DOCUMENT EXTRACT:
Overall investor happiness with full-service investment firms fell 13 points from last year to 720 on a 1,000-point scale, the second consecutive annual decline, according to a survey by J.D. Power and Associates.
While global economic uncertainty is partly to blame for the drop in satisfaction, the marketing information services company said its U.S. survey showed the opposite trend -- a second straight year of higher satisfaction among U.S. full-service investors.
"The difference between U.S. and Canada full-service investors is due to the relationship with their investment firm," Lubo Li, senior director of the financial services practice at J.D. Power and Associates, said in a statement.
"Investors in Canada are less satisfied with their firm, in large part, because their adviser is not keeping them up to date with market trends as much as during the past two years and isn't demonstrating as much concern for their needs."
Canadian investors gave their advisers an average rating of 7.8 out of 10 for showing concern for their needs and 7.4 for promptness in keeping them up to date with market trends. That compares with U.S. ratings of 8.4 and 8.1, respectively.

EXERCISE SET:
- a) In the investor survey report, what average rating did Canadian investors give their advisers for showing concern for their needs?
- b) Write out everything in the investor survey report from "Overall investor happiness" down to "U.S. full-service investors.", word for word.
The material after this comes from a separate source.

RECORD SET:
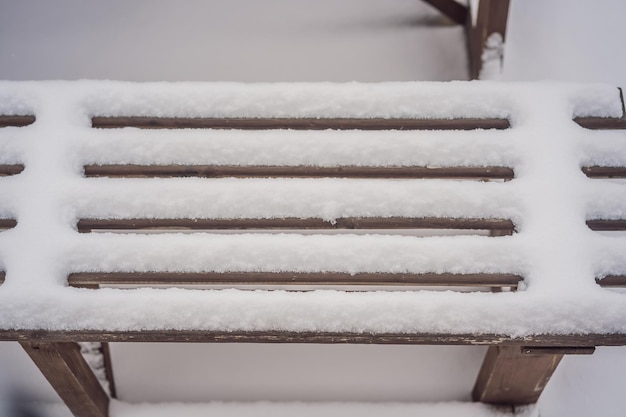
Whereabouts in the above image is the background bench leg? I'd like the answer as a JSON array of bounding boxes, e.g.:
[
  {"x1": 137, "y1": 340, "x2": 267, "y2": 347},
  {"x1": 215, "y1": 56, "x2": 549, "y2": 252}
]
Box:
[
  {"x1": 466, "y1": 0, "x2": 509, "y2": 80},
  {"x1": 472, "y1": 346, "x2": 563, "y2": 405},
  {"x1": 20, "y1": 342, "x2": 109, "y2": 417}
]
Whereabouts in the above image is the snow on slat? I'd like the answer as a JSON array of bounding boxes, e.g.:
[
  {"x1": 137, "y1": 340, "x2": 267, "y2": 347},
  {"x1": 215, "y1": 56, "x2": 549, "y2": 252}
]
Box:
[
  {"x1": 63, "y1": 233, "x2": 527, "y2": 275},
  {"x1": 78, "y1": 128, "x2": 523, "y2": 168},
  {"x1": 65, "y1": 178, "x2": 521, "y2": 221}
]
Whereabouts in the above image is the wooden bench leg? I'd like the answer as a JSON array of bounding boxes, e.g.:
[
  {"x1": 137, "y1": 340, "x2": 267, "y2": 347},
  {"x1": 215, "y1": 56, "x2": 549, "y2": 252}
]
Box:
[
  {"x1": 472, "y1": 346, "x2": 594, "y2": 405},
  {"x1": 20, "y1": 342, "x2": 109, "y2": 417},
  {"x1": 466, "y1": 0, "x2": 509, "y2": 80}
]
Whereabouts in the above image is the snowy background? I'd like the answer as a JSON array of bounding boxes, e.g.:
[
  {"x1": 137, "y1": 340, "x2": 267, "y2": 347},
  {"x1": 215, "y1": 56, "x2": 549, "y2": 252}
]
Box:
[{"x1": 0, "y1": 0, "x2": 626, "y2": 417}]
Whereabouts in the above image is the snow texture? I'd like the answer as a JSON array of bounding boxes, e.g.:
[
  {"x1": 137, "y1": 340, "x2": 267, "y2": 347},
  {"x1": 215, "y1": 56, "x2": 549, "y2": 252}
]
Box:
[{"x1": 0, "y1": 81, "x2": 626, "y2": 336}]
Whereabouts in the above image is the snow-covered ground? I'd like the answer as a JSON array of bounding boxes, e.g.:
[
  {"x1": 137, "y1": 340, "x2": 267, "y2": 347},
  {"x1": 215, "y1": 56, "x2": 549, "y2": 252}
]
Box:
[{"x1": 0, "y1": 0, "x2": 626, "y2": 417}]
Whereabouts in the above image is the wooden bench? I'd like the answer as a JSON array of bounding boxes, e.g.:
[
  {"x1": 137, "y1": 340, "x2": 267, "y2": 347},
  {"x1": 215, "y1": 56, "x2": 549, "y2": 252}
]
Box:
[{"x1": 0, "y1": 82, "x2": 626, "y2": 417}]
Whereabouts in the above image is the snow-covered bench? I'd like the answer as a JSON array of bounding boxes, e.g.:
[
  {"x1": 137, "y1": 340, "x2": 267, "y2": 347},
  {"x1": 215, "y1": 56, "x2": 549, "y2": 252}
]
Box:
[{"x1": 0, "y1": 81, "x2": 626, "y2": 416}]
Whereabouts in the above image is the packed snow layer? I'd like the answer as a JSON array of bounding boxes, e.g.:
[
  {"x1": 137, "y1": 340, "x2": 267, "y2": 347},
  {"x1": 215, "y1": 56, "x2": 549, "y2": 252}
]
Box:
[
  {"x1": 19, "y1": 400, "x2": 538, "y2": 417},
  {"x1": 0, "y1": 81, "x2": 626, "y2": 336}
]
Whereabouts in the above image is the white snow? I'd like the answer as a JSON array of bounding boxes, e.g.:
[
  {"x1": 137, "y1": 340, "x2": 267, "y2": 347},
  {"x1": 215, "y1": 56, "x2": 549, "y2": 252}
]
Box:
[{"x1": 0, "y1": 81, "x2": 626, "y2": 336}]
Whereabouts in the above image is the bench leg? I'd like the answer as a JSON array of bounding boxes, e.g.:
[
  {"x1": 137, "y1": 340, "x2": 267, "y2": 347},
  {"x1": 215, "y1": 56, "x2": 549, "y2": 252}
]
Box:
[
  {"x1": 472, "y1": 346, "x2": 563, "y2": 405},
  {"x1": 466, "y1": 0, "x2": 509, "y2": 80},
  {"x1": 20, "y1": 342, "x2": 109, "y2": 417}
]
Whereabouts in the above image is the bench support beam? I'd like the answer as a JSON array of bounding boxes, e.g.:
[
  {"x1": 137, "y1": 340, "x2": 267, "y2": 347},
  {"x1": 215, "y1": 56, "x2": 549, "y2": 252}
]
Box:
[
  {"x1": 472, "y1": 346, "x2": 564, "y2": 405},
  {"x1": 20, "y1": 342, "x2": 109, "y2": 417}
]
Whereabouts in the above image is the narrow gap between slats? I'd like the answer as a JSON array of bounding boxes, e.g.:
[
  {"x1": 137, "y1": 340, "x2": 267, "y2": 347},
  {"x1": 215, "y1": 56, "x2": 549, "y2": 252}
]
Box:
[
  {"x1": 574, "y1": 88, "x2": 626, "y2": 130},
  {"x1": 587, "y1": 219, "x2": 626, "y2": 232},
  {"x1": 84, "y1": 164, "x2": 515, "y2": 181},
  {"x1": 0, "y1": 219, "x2": 17, "y2": 230},
  {"x1": 582, "y1": 166, "x2": 626, "y2": 178},
  {"x1": 0, "y1": 164, "x2": 24, "y2": 177},
  {"x1": 596, "y1": 275, "x2": 626, "y2": 288},
  {"x1": 91, "y1": 116, "x2": 511, "y2": 130},
  {"x1": 68, "y1": 272, "x2": 523, "y2": 289},
  {"x1": 0, "y1": 115, "x2": 35, "y2": 127},
  {"x1": 77, "y1": 217, "x2": 515, "y2": 236}
]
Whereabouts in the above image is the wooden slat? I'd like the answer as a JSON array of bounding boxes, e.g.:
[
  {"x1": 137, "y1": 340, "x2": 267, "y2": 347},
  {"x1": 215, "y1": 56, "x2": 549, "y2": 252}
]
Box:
[
  {"x1": 0, "y1": 219, "x2": 17, "y2": 229},
  {"x1": 574, "y1": 117, "x2": 626, "y2": 130},
  {"x1": 20, "y1": 341, "x2": 109, "y2": 417},
  {"x1": 77, "y1": 217, "x2": 515, "y2": 235},
  {"x1": 574, "y1": 87, "x2": 626, "y2": 130},
  {"x1": 522, "y1": 346, "x2": 596, "y2": 355},
  {"x1": 67, "y1": 272, "x2": 523, "y2": 289},
  {"x1": 91, "y1": 116, "x2": 510, "y2": 130},
  {"x1": 424, "y1": 0, "x2": 469, "y2": 25},
  {"x1": 582, "y1": 166, "x2": 626, "y2": 178},
  {"x1": 0, "y1": 115, "x2": 35, "y2": 127},
  {"x1": 472, "y1": 346, "x2": 563, "y2": 405},
  {"x1": 84, "y1": 164, "x2": 515, "y2": 180},
  {"x1": 587, "y1": 219, "x2": 626, "y2": 232},
  {"x1": 596, "y1": 275, "x2": 626, "y2": 288},
  {"x1": 0, "y1": 323, "x2": 626, "y2": 348},
  {"x1": 0, "y1": 164, "x2": 24, "y2": 177}
]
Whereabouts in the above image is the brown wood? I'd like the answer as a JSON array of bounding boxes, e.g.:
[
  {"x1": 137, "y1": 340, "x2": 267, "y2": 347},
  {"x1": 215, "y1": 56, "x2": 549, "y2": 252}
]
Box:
[
  {"x1": 574, "y1": 117, "x2": 626, "y2": 130},
  {"x1": 472, "y1": 346, "x2": 563, "y2": 405},
  {"x1": 522, "y1": 346, "x2": 596, "y2": 355},
  {"x1": 0, "y1": 115, "x2": 35, "y2": 127},
  {"x1": 77, "y1": 217, "x2": 515, "y2": 235},
  {"x1": 84, "y1": 165, "x2": 515, "y2": 180},
  {"x1": 91, "y1": 116, "x2": 511, "y2": 130},
  {"x1": 0, "y1": 164, "x2": 24, "y2": 177},
  {"x1": 20, "y1": 341, "x2": 109, "y2": 417},
  {"x1": 424, "y1": 0, "x2": 469, "y2": 25},
  {"x1": 583, "y1": 166, "x2": 626, "y2": 178},
  {"x1": 0, "y1": 219, "x2": 17, "y2": 229},
  {"x1": 100, "y1": 342, "x2": 117, "y2": 398},
  {"x1": 466, "y1": 0, "x2": 509, "y2": 79},
  {"x1": 596, "y1": 275, "x2": 626, "y2": 288},
  {"x1": 587, "y1": 219, "x2": 626, "y2": 232},
  {"x1": 0, "y1": 323, "x2": 626, "y2": 348},
  {"x1": 67, "y1": 272, "x2": 523, "y2": 289},
  {"x1": 574, "y1": 87, "x2": 626, "y2": 130}
]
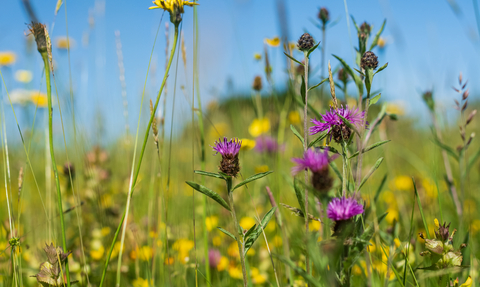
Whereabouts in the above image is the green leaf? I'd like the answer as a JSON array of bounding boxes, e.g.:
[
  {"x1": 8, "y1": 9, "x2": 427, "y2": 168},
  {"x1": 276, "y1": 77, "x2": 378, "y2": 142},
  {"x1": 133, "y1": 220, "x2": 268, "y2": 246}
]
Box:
[
  {"x1": 307, "y1": 42, "x2": 320, "y2": 58},
  {"x1": 217, "y1": 227, "x2": 237, "y2": 241},
  {"x1": 368, "y1": 93, "x2": 382, "y2": 107},
  {"x1": 232, "y1": 170, "x2": 273, "y2": 191},
  {"x1": 243, "y1": 206, "x2": 277, "y2": 255},
  {"x1": 368, "y1": 19, "x2": 387, "y2": 51},
  {"x1": 290, "y1": 125, "x2": 304, "y2": 145},
  {"x1": 308, "y1": 131, "x2": 328, "y2": 148},
  {"x1": 293, "y1": 177, "x2": 305, "y2": 214},
  {"x1": 373, "y1": 63, "x2": 388, "y2": 76},
  {"x1": 300, "y1": 76, "x2": 307, "y2": 105},
  {"x1": 308, "y1": 78, "x2": 328, "y2": 92},
  {"x1": 348, "y1": 140, "x2": 390, "y2": 159},
  {"x1": 193, "y1": 170, "x2": 224, "y2": 179},
  {"x1": 283, "y1": 52, "x2": 305, "y2": 66},
  {"x1": 186, "y1": 181, "x2": 232, "y2": 211},
  {"x1": 272, "y1": 254, "x2": 322, "y2": 287},
  {"x1": 357, "y1": 157, "x2": 383, "y2": 190}
]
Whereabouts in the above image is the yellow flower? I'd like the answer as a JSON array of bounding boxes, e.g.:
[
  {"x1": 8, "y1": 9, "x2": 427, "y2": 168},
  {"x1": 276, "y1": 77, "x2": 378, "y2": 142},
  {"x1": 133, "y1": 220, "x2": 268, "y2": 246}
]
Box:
[
  {"x1": 288, "y1": 111, "x2": 302, "y2": 125},
  {"x1": 133, "y1": 278, "x2": 148, "y2": 287},
  {"x1": 0, "y1": 51, "x2": 17, "y2": 67},
  {"x1": 217, "y1": 256, "x2": 230, "y2": 271},
  {"x1": 240, "y1": 217, "x2": 257, "y2": 230},
  {"x1": 228, "y1": 266, "x2": 243, "y2": 279},
  {"x1": 15, "y1": 70, "x2": 33, "y2": 84},
  {"x1": 55, "y1": 36, "x2": 75, "y2": 50},
  {"x1": 377, "y1": 37, "x2": 387, "y2": 49},
  {"x1": 265, "y1": 37, "x2": 280, "y2": 47},
  {"x1": 148, "y1": 0, "x2": 198, "y2": 25},
  {"x1": 240, "y1": 139, "x2": 257, "y2": 150},
  {"x1": 248, "y1": 118, "x2": 270, "y2": 137},
  {"x1": 30, "y1": 91, "x2": 48, "y2": 108},
  {"x1": 205, "y1": 216, "x2": 218, "y2": 231},
  {"x1": 393, "y1": 175, "x2": 413, "y2": 191}
]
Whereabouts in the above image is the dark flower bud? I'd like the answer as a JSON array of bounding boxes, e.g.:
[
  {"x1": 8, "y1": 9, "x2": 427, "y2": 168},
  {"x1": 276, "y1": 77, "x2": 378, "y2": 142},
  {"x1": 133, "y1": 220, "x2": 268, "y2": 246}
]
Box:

WRITTEN RESPONSES:
- a) 7.8 out of 10

- b)
Overall investor happiness with full-service investment firms fell 13 points from last year to 720 on a 1,000-point scale, the second consecutive annual decline, according to a survey by J.D. Power and Associates.
While global economic uncertainty is partly to blame for the drop in satisfaction, the marketing information services company said its U.S. survey showed the opposite trend -- a second straight year of higher satisfaction among U.S. full-service investors.